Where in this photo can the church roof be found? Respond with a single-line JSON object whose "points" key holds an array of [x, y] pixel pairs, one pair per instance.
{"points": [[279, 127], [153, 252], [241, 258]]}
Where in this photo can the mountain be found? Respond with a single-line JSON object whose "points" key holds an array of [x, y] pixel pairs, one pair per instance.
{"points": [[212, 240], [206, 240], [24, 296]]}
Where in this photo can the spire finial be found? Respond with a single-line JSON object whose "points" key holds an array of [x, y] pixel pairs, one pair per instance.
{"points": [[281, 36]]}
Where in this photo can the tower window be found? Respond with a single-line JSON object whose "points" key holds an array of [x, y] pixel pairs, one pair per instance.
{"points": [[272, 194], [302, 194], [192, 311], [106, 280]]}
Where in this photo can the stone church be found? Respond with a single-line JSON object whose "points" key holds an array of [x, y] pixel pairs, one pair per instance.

*Exercise description*:
Reproduce the listing above verbatim, from first line to last.

*Final result*:
Where in this photo can the church roof be found? Respond with a single-line JSON object whose "points" key holds an array of [x, y] pixel pairs, one pair per instance.
{"points": [[279, 127], [153, 252], [241, 258]]}
Where in this photo can the mountain be found? Respond with a single-line JSON object whose "points" key holds an array of [x, y] pixel pairs, one pair per instance.
{"points": [[212, 240], [206, 240], [24, 296]]}
Where in this photo can the spire finial be found? Respond with a single-line JSON object whose "points" key holds an array of [x, y] pixel pairs, one pair per instance.
{"points": [[281, 36]]}
Where in this photo can the tower window be found? Respond with a single-line JSON object whose "points" key holds an array of [x, y] pixel pairs, one pair per instance.
{"points": [[272, 194], [302, 194], [192, 311], [106, 280]]}
Where in this photo can the stone church be found? Respond with a single-line JSON object whose "points" key holds an array of [x, y] pixel pairs, one pair per instance.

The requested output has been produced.